Copy the material word for word, from its start up to and including the line with "M77 345L47 345L22". Omit the pictures.

Records supplied:
════════════════════
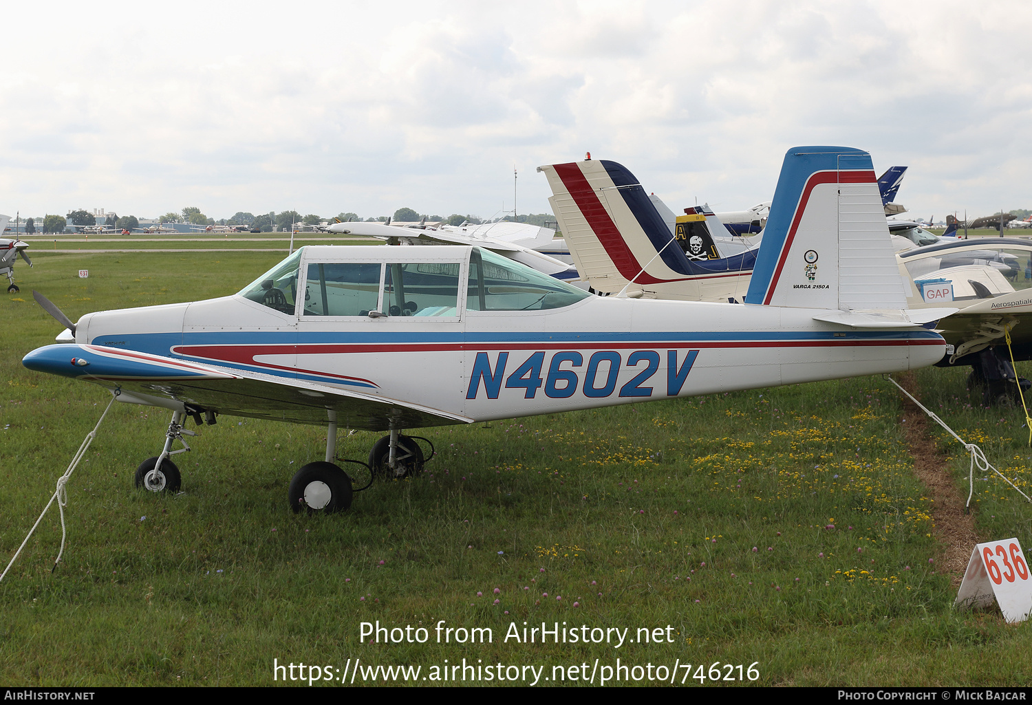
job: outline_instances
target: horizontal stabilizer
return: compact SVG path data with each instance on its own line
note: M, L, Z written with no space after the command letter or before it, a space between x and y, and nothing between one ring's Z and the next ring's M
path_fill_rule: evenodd
M839 323L851 328L922 328L958 311L960 309L831 311L814 316L813 320Z

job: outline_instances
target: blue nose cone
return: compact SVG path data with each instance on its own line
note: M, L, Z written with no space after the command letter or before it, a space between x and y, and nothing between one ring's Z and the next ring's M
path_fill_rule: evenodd
M77 345L47 345L22 358L22 364L34 372L73 378L92 373L90 362L90 353Z

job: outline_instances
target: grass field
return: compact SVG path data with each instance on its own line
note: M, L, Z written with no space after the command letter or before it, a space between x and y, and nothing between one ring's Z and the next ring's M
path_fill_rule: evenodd
M231 293L282 258L32 255L23 293L0 300L3 565L109 398L21 365L60 330L26 292L75 320ZM921 372L923 398L1028 491L1021 414L969 400L965 372ZM554 684L555 667L570 682L620 659L642 667L640 681L627 671L641 684L648 665L668 682L676 666L677 683L716 684L713 664L732 679L720 684L1027 684L1032 627L953 607L900 419L895 388L862 378L429 428L438 456L422 476L308 517L287 508L287 484L321 459L319 428L221 417L176 457L183 493L155 495L132 476L160 449L166 412L115 405L68 486L62 565L51 572L55 507L0 583L0 683L265 685L273 659L330 669L317 678L360 659L419 666L416 682L432 684L433 668L465 659L543 667L539 684ZM338 454L364 459L376 438L342 435ZM937 439L966 496L967 456ZM976 490L979 536L1032 546L1032 508L992 478ZM377 620L428 640L360 640ZM438 643L440 620L492 640ZM524 621L634 641L505 639Z

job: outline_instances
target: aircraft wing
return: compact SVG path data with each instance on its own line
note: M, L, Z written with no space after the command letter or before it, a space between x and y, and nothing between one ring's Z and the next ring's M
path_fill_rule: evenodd
M214 411L275 421L361 430L417 428L474 419L376 394L214 364L97 345L50 345L33 350L30 370L94 382L119 400L179 411Z

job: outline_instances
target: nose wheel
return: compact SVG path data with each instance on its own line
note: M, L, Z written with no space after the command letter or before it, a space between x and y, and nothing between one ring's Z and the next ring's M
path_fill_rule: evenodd
M149 457L136 469L136 486L152 492L178 492L183 483L180 469L165 458L158 468L158 458Z

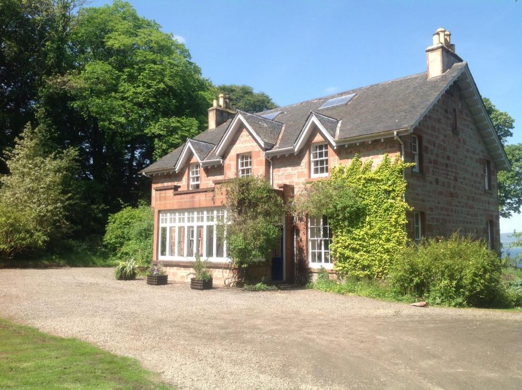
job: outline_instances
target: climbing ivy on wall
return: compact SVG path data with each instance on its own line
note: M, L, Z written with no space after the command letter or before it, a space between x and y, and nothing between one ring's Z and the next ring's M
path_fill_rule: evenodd
M309 186L298 210L328 217L335 270L343 277L381 279L402 253L407 236L405 168L412 164L387 155L374 170L356 155L332 169L329 180Z

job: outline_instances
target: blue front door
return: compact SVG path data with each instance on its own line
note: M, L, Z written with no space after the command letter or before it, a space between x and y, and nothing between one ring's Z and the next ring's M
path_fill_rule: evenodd
M279 238L276 244L276 247L272 251L272 281L282 281L284 278L283 268L284 262L283 259L283 227L280 227Z

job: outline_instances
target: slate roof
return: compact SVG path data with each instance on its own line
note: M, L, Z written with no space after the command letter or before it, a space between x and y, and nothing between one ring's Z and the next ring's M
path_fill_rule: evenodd
M243 115L250 127L263 141L272 145L276 144L283 127L282 123L279 121L267 119L241 110L238 110L238 112Z
M312 113L317 119L317 120L323 125L323 127L328 132L328 133L333 138L335 138L335 133L337 131L337 125L339 121L334 118L327 116L317 112L312 111Z
M214 148L216 145L214 144L201 141L198 139L188 139L194 148L194 151L197 155L198 158L203 161L205 158L208 156L208 153Z
M471 79L474 85L467 63L461 62L454 64L441 76L429 79L427 72L423 72L257 114L238 110L236 115L241 115L264 142L274 145L269 149L270 154L277 154L278 149L291 150L311 113L332 138L342 144L349 141L350 138L412 129L438 98L462 75ZM319 109L327 100L351 93L355 95L347 103ZM281 112L276 117L277 121L260 116L278 111ZM200 142L192 144L195 148L196 144L198 145L196 151L198 155L200 152L201 155L206 153L205 161L222 158L216 156L215 146L219 144L233 121L233 119L229 120L195 137ZM173 168L183 147L177 148L142 172ZM501 157L505 156L503 149L497 155L502 155Z
M466 66L465 62L455 64L437 77L428 79L427 72L423 72L279 107L259 115L283 111L277 120L284 124L284 132L274 150L293 146L310 111L342 121L337 139L407 128ZM355 95L347 103L319 109L327 100L350 93Z

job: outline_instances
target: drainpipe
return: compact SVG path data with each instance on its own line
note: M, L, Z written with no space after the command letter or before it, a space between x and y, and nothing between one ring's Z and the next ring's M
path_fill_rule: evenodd
M399 135L397 134L397 130L394 130L393 132L393 137L395 139L395 140L398 141L400 144L400 158L402 160L404 161L404 143L402 142L402 140L400 139L400 137Z
M397 130L394 130L393 132L393 137L395 138L396 140L400 144L400 158L404 162L404 143L402 142L402 140L400 139L400 137L399 135L397 134ZM405 174L404 170L402 170L402 177L406 178L406 175ZM402 200L406 202L406 193L402 194Z
M263 154L265 155L265 157L270 161L270 185L274 186L274 169L272 164L272 159L270 158L270 156L266 155L266 152L264 152Z

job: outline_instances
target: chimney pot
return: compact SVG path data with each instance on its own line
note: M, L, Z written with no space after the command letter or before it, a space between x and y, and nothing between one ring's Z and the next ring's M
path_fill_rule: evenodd
M451 33L441 27L433 34L433 44L426 49L428 78L440 76L462 60L455 54L455 45L451 43Z
M433 34L433 45L438 45L441 43L441 38L438 33L436 32Z
M446 31L444 33L444 44L448 48L450 46L452 33Z

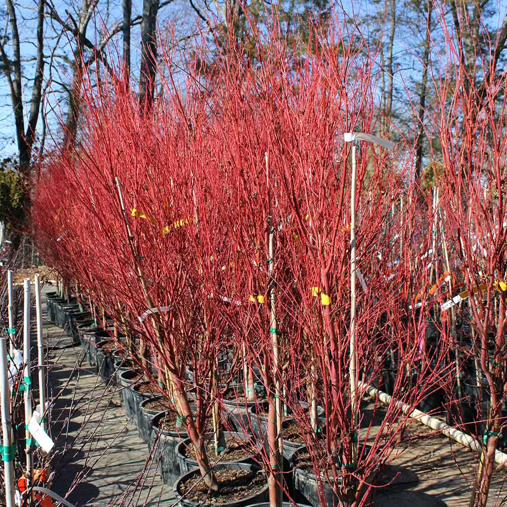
════════════════════
Response to the task:
job: outline_instances
target: horizontal stabilizer
return: compact SVG path data with each instance on its own line
note: M, L, Z written with no space after the command letter or before it, a space between x and y, and nothing between one ring's Z and the next ring's M
path_fill_rule: evenodd
M839 323L851 328L922 328L958 311L960 309L831 311L814 316L813 320Z

job: outline_instances
target: blue nose cone
return: compact SVG path data with each instance on its own line
note: M, L, Z written with no space after the command letter or before it, a space between x and y, and nothing between one ring's Z and the next ring's M
path_fill_rule: evenodd
M77 345L47 345L22 358L22 364L34 372L73 378L92 373L90 362L90 353Z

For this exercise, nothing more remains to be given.